▶ **Stated problem**: Update the records, starting at the beginning and ending at the line that contains "[401,119,408,128]": change every "accompanied by" to "paired with" and keep everything else the same.

╭─ Source records

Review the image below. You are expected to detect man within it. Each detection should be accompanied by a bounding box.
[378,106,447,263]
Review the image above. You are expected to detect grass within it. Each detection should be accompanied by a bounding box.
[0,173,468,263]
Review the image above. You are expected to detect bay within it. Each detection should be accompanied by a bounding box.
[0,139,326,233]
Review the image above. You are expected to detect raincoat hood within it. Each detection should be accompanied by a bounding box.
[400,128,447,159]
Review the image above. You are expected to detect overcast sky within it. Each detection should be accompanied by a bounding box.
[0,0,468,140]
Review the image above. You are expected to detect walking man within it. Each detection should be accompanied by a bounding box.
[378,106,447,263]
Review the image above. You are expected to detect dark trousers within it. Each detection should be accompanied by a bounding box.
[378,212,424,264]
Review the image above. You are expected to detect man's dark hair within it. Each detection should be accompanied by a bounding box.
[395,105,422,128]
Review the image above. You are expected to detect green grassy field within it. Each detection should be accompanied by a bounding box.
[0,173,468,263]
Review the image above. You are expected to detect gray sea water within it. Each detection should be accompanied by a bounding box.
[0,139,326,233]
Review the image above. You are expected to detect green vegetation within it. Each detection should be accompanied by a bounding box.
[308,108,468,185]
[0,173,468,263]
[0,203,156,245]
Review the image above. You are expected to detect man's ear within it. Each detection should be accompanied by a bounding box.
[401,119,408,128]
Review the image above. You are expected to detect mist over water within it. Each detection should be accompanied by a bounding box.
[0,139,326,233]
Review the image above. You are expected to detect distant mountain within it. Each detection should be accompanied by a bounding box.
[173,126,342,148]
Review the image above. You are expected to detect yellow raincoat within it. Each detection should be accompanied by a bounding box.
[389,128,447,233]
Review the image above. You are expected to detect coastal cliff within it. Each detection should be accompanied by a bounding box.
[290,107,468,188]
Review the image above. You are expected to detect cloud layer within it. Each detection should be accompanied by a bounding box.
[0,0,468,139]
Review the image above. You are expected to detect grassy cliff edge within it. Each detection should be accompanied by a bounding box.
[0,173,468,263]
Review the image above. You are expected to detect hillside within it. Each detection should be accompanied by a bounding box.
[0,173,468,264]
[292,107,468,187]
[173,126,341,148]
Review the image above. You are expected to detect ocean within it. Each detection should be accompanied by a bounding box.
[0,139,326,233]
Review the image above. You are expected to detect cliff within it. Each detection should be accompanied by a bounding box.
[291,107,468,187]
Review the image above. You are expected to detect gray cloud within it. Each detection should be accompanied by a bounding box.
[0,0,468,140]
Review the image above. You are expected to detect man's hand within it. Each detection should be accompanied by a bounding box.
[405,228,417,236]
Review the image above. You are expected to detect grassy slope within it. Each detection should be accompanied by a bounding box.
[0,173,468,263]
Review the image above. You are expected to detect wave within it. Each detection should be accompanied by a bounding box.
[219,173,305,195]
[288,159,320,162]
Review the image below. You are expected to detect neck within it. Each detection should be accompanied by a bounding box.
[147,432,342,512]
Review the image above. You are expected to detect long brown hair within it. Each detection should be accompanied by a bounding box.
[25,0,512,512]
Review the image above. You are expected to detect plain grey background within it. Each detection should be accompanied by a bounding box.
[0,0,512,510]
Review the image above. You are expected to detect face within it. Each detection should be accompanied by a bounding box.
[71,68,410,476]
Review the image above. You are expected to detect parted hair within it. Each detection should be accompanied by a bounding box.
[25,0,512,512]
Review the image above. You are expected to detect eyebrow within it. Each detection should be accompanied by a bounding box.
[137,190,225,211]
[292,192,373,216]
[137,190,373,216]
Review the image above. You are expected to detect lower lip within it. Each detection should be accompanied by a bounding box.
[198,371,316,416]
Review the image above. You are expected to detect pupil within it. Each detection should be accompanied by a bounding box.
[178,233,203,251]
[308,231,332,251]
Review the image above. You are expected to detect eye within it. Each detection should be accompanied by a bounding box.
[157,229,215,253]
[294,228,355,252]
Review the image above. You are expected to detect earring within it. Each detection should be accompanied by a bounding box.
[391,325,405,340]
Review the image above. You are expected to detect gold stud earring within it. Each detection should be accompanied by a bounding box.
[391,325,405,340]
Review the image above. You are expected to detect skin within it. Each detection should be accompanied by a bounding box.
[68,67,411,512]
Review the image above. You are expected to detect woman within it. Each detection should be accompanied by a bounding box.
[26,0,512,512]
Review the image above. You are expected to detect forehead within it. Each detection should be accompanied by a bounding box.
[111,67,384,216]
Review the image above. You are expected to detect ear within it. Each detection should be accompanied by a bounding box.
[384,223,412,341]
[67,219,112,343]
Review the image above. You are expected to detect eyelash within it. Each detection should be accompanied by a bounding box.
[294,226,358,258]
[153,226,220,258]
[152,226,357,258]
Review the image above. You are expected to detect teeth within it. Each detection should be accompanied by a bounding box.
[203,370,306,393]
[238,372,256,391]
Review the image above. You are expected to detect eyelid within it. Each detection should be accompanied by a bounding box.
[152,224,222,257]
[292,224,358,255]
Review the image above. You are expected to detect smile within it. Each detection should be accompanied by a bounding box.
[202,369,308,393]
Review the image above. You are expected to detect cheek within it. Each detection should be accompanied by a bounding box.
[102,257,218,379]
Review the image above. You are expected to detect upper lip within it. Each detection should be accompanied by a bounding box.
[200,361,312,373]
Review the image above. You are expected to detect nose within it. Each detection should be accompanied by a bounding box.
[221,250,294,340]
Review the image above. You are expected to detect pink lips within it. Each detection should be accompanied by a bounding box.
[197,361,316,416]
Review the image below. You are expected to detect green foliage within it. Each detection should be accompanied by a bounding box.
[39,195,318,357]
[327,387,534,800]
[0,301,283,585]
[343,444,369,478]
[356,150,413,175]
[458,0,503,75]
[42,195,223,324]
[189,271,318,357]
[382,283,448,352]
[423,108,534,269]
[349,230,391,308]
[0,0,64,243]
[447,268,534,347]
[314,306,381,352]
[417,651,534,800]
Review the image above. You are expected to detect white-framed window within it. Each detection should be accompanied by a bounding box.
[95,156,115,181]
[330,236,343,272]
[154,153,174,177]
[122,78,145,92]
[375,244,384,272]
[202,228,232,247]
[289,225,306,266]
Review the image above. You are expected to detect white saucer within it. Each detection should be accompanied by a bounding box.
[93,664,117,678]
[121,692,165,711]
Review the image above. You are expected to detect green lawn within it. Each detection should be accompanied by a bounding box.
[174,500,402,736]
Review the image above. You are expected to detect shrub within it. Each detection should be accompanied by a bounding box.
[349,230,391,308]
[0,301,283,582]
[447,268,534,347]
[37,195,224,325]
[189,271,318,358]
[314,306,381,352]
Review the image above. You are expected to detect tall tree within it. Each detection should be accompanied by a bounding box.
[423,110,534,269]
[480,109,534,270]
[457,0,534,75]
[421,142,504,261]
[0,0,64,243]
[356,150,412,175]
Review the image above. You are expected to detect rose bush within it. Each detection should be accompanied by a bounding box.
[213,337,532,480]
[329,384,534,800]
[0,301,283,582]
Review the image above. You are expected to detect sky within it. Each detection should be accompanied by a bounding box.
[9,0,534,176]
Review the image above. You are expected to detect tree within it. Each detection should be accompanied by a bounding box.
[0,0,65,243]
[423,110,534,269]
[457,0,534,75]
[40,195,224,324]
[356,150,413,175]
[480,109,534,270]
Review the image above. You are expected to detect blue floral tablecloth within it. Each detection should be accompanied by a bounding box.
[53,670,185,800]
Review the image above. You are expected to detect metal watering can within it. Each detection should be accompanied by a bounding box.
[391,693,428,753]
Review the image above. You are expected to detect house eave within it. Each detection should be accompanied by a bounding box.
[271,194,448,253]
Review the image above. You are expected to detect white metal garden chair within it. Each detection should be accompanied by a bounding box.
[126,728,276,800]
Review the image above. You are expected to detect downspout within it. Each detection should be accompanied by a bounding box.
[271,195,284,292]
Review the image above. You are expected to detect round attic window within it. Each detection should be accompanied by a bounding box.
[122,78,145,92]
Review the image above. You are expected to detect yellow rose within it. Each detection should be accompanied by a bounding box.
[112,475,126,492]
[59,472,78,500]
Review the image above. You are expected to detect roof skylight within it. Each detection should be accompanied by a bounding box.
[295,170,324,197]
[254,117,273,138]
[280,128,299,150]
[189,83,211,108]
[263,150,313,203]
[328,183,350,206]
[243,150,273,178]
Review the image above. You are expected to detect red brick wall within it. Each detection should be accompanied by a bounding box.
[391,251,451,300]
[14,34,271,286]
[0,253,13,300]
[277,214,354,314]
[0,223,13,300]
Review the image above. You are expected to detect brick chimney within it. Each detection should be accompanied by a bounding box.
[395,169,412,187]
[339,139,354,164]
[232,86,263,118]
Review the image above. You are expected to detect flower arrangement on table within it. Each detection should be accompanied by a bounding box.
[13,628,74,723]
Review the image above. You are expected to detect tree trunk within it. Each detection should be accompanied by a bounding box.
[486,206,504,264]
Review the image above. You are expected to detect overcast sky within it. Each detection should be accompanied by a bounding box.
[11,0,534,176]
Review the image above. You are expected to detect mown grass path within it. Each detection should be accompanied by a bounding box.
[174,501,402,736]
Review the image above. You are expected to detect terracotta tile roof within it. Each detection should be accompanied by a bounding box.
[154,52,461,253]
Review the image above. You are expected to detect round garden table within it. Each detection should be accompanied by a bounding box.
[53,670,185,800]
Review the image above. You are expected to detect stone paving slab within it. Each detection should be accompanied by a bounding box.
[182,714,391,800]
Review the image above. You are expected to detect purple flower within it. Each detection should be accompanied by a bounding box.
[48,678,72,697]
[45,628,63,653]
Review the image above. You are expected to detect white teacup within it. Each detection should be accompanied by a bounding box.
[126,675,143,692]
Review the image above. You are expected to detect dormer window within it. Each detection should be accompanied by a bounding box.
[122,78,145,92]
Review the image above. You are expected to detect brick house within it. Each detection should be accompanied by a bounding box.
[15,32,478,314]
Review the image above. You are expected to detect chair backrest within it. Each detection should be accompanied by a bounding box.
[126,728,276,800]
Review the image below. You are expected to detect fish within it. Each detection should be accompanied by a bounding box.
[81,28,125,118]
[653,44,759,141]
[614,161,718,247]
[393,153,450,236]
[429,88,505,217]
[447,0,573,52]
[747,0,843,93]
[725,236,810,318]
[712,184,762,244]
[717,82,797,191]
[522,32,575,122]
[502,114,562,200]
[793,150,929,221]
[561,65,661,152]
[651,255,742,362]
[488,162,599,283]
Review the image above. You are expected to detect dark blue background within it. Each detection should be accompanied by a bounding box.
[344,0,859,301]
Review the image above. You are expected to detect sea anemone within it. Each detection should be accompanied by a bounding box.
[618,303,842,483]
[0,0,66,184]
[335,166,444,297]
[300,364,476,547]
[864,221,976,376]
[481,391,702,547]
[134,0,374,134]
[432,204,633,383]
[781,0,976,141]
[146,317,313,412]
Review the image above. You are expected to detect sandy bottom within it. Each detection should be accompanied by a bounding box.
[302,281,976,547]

╰─

▶ **Output below**:
Review the image below. You are expected to detect man within it. Each detection should be paired with a bounding box.
[378,106,447,263]
Review the image above. You are expected to detect grass within it. Each detection should be paired with a bounding box.
[0,173,468,263]
Review the image above. You are expected to detect bay within it. Each detection should be paired with a bounding box.
[0,139,326,233]
Review the image above. You are expected to detect raincoat hood within it. Each detection should be paired with a bounding box.
[400,128,447,159]
Review the image above. You are expected to detect overcast sky within it. Each detection should be paired with a bounding box.
[0,0,468,140]
Review the image above. You are expected to detect walking man within it. Each detection should be paired with a bounding box.
[378,106,447,263]
Review the image above. You are expected to detect dark trousers within it. Each detection should be paired with a bounding box.
[378,212,424,264]
Review the image above. You are expected to detect man's dark hair within it. Each detection should be paired with a bounding box.
[395,105,422,128]
Review the image above. You are expected to detect green grassy field within it. Each detection should be paired with a bounding box.
[0,173,468,263]
Review the image above. You are expected to detect gray sea water within it. Each detection should be paired with a bounding box.
[0,139,326,233]
Review the image above. You are expected to detect green vegetation within it. Each detection should be paired with a bounding box.
[308,108,468,185]
[0,173,468,263]
[0,203,156,245]
Review the image above. You are expected to detect man's ear within it. Each detection should be paired with a bounding box.
[401,119,408,128]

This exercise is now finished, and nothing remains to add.